[EXERCISE AIM] Render the data below as a JSON array of strings, one string per line, leaving out blank lines.

>> begin RECORDS TO PROCESS

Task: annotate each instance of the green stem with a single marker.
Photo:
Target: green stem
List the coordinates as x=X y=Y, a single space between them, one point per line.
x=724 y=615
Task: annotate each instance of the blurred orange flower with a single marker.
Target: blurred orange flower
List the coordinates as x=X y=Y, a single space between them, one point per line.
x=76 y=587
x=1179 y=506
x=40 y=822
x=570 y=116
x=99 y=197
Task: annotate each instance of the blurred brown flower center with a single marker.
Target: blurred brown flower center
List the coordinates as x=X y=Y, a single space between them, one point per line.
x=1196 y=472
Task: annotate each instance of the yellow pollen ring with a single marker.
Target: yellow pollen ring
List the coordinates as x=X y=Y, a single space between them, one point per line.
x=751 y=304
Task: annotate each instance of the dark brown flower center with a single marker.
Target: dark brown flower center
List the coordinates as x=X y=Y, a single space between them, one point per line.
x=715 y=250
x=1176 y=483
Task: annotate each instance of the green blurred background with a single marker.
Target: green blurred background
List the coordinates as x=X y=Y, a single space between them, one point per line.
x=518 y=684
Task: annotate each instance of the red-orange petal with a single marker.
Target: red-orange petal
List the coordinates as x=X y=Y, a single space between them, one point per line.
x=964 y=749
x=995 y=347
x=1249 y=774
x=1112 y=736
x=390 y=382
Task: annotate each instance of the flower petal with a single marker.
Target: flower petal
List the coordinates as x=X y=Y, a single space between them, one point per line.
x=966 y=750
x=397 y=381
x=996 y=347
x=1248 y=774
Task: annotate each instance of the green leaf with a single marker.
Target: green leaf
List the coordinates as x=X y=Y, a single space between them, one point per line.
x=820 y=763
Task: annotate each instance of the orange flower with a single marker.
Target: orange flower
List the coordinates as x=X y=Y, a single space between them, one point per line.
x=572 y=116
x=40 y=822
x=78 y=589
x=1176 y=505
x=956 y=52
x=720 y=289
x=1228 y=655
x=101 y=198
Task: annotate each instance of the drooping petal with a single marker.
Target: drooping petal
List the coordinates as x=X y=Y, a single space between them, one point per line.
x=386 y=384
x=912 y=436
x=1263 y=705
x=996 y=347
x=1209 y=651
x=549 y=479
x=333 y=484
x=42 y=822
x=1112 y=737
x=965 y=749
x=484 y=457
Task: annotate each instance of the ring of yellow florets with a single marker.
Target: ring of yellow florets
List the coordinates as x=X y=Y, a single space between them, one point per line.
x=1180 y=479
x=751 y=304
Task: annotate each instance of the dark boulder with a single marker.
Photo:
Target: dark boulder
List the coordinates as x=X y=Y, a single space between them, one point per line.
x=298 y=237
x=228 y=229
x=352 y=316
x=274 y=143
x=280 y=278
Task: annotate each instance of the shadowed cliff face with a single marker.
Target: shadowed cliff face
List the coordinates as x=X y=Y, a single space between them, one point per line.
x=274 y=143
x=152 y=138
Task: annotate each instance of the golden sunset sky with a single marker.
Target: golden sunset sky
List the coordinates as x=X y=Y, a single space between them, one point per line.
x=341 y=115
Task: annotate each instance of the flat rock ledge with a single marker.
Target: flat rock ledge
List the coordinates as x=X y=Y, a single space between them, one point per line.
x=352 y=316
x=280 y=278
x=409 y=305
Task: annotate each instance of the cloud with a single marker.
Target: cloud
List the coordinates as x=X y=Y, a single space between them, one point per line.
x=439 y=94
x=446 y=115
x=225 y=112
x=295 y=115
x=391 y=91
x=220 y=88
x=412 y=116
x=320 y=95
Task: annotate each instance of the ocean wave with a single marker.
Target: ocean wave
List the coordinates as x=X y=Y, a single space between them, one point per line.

>> end RECORDS TO PROCESS

[ANSWER FOR THIS EXERCISE]
[
  "Task: annotate each instance of the green stem with a single marker.",
  "Photo:",
  "Target: green stem",
  "List the coordinates as x=X y=Y, a single space between them, one point per line.",
  "x=724 y=615",
  "Task: annotate each instance of the blurred orange flower with a single marker.",
  "Target: blurred orange flower",
  "List the coordinates as x=X y=Y, a single space between them, one point per line.",
  "x=76 y=587",
  "x=1179 y=506",
  "x=40 y=822",
  "x=570 y=116",
  "x=99 y=197",
  "Task: annotate each instance of the blurred brown flower center with a single marker.",
  "Target: blurred brown flower center",
  "List the coordinates as x=X y=Y, a single space between them, one point per line.",
  "x=1196 y=472",
  "Task: annotate each instance of the yellow pollen ring with a single marker.",
  "Target: yellow pollen ring",
  "List the coordinates as x=X y=Y, a single space between them, one point per line.",
  "x=751 y=304",
  "Task: annotate each instance of the dark brown flower center with a single marker.",
  "Target: dark brown flower center",
  "List the coordinates as x=X y=Y, a single space between them, one point per line.",
  "x=715 y=250",
  "x=1176 y=483",
  "Task: annotate each instance of the green blurred background with a single marker.",
  "Target: green blurred background",
  "List the coordinates as x=X y=Y, a single space between them, one point per line.",
  "x=518 y=684",
  "Task: annotate each instance of the red-orange petal with a single marker.",
  "Target: red-orange petal",
  "List the coordinates as x=X y=Y, a single space between them, one point per line.",
  "x=964 y=749",
  "x=995 y=347",
  "x=1249 y=774",
  "x=1112 y=736",
  "x=390 y=382",
  "Task: annotate each instance of the flower petal with a single marker.",
  "Target: flower petal",
  "List the coordinates as x=X y=Y, a single space between them, one point per line.",
  "x=966 y=750",
  "x=397 y=381",
  "x=996 y=347",
  "x=1248 y=774",
  "Task: annotate each instance of the green leaf with a single marker.",
  "Target: green leaf",
  "List the coordinates as x=X y=Y, a single space between them, one point per line.",
  "x=820 y=763",
  "Task: annotate each instance of the orange flower with a single marker.",
  "Target: orange flower",
  "List the coordinates as x=X y=Y, a single space between them, one point per line.",
  "x=572 y=116",
  "x=40 y=822",
  "x=78 y=589",
  "x=1176 y=505",
  "x=956 y=52",
  "x=720 y=289",
  "x=1228 y=655",
  "x=101 y=198",
  "Task: annotate each instance of the drooping petal with a single marker.",
  "Target: drooping petal",
  "List the coordinates as x=X y=Y, a single space between them, one point per line.",
  "x=386 y=384",
  "x=912 y=436",
  "x=1263 y=705",
  "x=996 y=347",
  "x=1209 y=651",
  "x=549 y=479",
  "x=333 y=484",
  "x=42 y=822",
  "x=1112 y=737",
  "x=965 y=749",
  "x=484 y=457",
  "Task: annotate each instance of the ring of yellow florets with a single marker.",
  "Target: ring of yellow florets",
  "List the coordinates as x=X y=Y, a single space between them, one point per line.",
  "x=1180 y=479",
  "x=751 y=304",
  "Task: annotate each instance of the dark boulder with a single marker.",
  "Photo:",
  "Target: dark boulder",
  "List the coordinates as x=X y=Y, a single space between them, one point per line.",
  "x=298 y=237",
  "x=228 y=229",
  "x=352 y=316",
  "x=274 y=143",
  "x=280 y=278",
  "Task: annotate each instance of the shadowed cliff face with a single marker.",
  "Target: shadowed cliff face",
  "List the coordinates as x=X y=Y, a single space between them, one point per line.",
  "x=274 y=143",
  "x=152 y=138",
  "Task: annotate each instance of the golden sunset sky with a single marker.",
  "Target: golden sunset sky",
  "List the coordinates as x=X y=Y, a single space between them, one point per line.",
  "x=341 y=115",
  "Task: annotate each instance of the flat rock ledge with a single marker.",
  "Target: flat rock ledge",
  "List the coordinates as x=X y=Y, a single space between them, one point per line.",
  "x=352 y=316",
  "x=280 y=278",
  "x=409 y=305",
  "Task: annotate each instance of the cloud with a single marker.",
  "Target: cloud",
  "List the coordinates as x=X y=Y, a single space between them, one point per line.",
  "x=439 y=94",
  "x=446 y=115",
  "x=225 y=112",
  "x=295 y=115",
  "x=391 y=91",
  "x=220 y=88",
  "x=412 y=116",
  "x=320 y=95",
  "Task: annotate each instance of the ocean wave with a single marker.",
  "Target: ocean wave",
  "List the coordinates as x=X y=Y, a single space between them, one point per line."
]